INFORMATION SHOWN:
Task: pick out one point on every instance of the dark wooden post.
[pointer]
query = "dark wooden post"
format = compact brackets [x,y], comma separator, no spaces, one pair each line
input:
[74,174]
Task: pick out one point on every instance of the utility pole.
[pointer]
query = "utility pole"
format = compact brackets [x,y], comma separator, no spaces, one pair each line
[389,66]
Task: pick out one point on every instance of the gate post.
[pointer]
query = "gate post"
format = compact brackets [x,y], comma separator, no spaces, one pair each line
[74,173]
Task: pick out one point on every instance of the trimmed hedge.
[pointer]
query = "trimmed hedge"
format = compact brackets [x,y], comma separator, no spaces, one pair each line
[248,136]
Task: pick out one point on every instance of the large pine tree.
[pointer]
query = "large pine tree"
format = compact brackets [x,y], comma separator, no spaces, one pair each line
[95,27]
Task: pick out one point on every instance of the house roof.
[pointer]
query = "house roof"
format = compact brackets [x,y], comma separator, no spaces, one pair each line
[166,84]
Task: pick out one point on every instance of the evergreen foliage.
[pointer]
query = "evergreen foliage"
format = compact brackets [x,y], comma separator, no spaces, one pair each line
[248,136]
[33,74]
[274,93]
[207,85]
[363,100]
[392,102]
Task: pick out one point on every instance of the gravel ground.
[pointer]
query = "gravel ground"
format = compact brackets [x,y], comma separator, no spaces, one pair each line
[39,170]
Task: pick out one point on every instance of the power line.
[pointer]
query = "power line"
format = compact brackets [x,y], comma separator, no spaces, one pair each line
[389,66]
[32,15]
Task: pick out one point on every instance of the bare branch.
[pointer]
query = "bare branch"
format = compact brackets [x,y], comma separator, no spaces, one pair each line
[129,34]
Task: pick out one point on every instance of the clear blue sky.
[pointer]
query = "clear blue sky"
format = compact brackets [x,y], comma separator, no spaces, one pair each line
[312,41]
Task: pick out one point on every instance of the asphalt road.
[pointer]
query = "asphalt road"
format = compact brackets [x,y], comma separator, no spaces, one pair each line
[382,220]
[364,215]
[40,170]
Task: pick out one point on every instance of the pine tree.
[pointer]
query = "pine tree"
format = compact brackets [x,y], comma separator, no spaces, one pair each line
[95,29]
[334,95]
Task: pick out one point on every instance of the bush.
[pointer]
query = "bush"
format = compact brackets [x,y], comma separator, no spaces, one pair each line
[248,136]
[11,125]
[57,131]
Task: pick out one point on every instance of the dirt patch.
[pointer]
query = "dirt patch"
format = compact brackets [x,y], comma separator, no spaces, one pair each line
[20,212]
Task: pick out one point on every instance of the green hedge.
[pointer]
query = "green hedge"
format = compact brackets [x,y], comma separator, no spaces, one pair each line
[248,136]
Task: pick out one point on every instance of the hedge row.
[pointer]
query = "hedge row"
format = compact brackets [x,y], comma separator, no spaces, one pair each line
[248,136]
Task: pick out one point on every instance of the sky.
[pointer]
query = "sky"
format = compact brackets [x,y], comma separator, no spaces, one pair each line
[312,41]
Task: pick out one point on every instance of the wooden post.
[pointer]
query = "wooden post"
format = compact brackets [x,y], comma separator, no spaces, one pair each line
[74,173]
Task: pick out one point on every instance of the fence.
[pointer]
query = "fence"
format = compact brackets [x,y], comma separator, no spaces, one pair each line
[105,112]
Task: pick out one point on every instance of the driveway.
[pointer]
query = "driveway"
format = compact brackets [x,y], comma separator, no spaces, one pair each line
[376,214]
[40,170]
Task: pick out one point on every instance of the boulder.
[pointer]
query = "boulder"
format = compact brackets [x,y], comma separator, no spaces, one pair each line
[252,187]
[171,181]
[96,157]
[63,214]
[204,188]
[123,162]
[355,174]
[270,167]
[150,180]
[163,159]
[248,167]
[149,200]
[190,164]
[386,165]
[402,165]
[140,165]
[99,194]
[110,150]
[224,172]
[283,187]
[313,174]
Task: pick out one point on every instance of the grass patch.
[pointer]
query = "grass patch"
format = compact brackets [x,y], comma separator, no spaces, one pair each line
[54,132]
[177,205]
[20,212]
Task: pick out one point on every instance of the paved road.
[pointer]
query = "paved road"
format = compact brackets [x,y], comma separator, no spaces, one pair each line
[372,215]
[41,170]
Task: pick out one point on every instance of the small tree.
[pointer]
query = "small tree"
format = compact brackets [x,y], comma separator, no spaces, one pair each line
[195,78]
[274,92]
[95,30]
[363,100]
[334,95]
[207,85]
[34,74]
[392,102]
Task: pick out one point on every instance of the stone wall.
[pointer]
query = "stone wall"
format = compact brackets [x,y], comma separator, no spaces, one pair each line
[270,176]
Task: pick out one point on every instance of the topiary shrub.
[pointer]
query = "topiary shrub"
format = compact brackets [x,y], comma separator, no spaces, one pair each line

WORK TO BE COMPLETED: Select every line above that contains the word "blue", and copy it.

PROBLEM SOLUTION:
Task: pick out one point on every instance of the clear blue sky.
query = "clear blue sky"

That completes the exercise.